(Raw records)
▼
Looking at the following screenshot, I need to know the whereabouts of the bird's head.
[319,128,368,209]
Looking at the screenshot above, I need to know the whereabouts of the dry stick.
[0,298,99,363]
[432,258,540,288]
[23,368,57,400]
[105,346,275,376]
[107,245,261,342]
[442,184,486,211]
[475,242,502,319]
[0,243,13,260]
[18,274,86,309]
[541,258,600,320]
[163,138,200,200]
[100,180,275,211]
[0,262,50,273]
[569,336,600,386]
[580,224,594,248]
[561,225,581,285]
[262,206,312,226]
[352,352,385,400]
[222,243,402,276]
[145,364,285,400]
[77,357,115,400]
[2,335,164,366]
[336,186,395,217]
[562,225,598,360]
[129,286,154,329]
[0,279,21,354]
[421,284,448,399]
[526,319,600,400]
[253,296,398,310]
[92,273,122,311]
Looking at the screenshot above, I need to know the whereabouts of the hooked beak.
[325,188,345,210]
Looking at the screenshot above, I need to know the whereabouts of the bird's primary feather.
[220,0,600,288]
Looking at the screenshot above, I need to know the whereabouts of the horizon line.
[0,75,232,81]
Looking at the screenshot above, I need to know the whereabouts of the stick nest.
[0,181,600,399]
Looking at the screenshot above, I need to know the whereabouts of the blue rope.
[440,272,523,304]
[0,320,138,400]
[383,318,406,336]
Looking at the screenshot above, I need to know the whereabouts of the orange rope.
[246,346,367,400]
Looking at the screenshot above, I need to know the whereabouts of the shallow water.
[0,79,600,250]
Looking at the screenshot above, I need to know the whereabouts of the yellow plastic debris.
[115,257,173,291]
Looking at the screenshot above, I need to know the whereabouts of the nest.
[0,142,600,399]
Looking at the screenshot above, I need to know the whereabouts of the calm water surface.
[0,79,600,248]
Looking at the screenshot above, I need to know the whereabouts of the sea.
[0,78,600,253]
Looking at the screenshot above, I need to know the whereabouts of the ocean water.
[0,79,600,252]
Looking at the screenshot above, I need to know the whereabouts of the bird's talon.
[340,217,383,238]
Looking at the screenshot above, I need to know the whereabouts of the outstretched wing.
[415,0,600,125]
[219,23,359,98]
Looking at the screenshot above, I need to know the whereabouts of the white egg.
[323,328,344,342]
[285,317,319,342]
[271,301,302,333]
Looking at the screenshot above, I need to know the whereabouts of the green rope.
▲
THE EXERCISE
Express every line of the rows above as a JSON list of strings, one string per line, leaving out any blank lines.

RESULT BELOW
[
  "Looking at the following screenshot, I need to know the whereabouts of the bird's head.",
  "[319,128,368,209]",
  "Looking at the screenshot above, I need to know the whereabouts of the dry stick.",
  "[0,298,99,363]",
  "[432,258,540,288]",
  "[23,368,57,400]",
  "[105,346,275,376]",
  "[107,245,261,342]",
  "[442,184,486,211]",
  "[475,242,502,319]",
  "[0,243,13,260]",
  "[18,274,86,309]",
  "[541,258,600,320]",
  "[163,138,200,200]",
  "[100,180,275,211]",
  "[0,262,50,273]",
  "[569,336,600,386]",
  "[580,224,594,248]",
  "[561,225,581,285]",
  "[262,206,312,226]",
  "[352,352,385,400]",
  "[222,243,402,276]",
  "[145,364,285,400]",
  "[77,357,115,400]",
  "[2,335,164,366]",
  "[336,186,395,217]",
  "[562,225,598,360]",
  "[129,286,154,329]",
  "[0,279,21,354]",
  "[421,284,448,399]",
  "[526,319,600,400]",
  "[253,296,398,310]",
  "[92,273,122,311]",
  "Looking at the screenshot above, I need to know the whereabouts of the hooked beak.",
  "[325,188,345,210]",
  "Looking at the screenshot above, I need to know the whereabouts of the bird's primary feather.",
  "[220,0,600,288]",
  "Looking at the screenshot above, I need to know the whereabouts of the horizon line.",
  "[0,75,232,81]",
  "Looking at the screenshot above, I need to know the whereabouts of the stick nest.",
  "[0,181,600,399]",
  "Looking at the screenshot above, I need to know the whereabouts of the blue rope.",
  "[440,272,523,304]",
  "[0,320,138,400]",
  "[383,318,406,336]",
  "Looking at the screenshot above, I need to know the whereabouts of the orange rope.",
  "[246,346,367,400]",
  "Looking at the screenshot above, I need to know the whereabouts of the shallow water.",
  "[0,79,600,250]",
  "Looking at the screenshot above, I need to know the whereabouts of the yellow plastic debris.",
  "[115,257,173,291]",
  "Looking at the screenshot above, I need to know the whereabouts of the nest.",
  "[0,142,600,399]",
  "Looking at the screenshot above, I need to know the whereabouts of the calm water surface.",
  "[0,79,600,248]",
  "Looking at the screenshot above, I need to know the whereabouts of the sea.",
  "[0,78,600,253]",
  "Looking at the screenshot above, I need to know the whereabouts of the ocean water.",
  "[0,79,600,252]",
  "Looking at the screenshot above, I need to know the whereabouts of the bird's talon.",
  "[340,217,383,238]",
  "Looking at the screenshot above, I need to know the whereabouts of the outstretched wing.",
  "[415,0,600,125]",
  "[219,23,359,98]",
  "Looking at the screenshot above, I need to know the whereabouts of the white egg.",
  "[323,328,344,342]",
  "[285,317,319,342]",
  "[271,301,302,333]",
  "Looking at the screenshot above, I need to know the whereabouts of the green rope."
]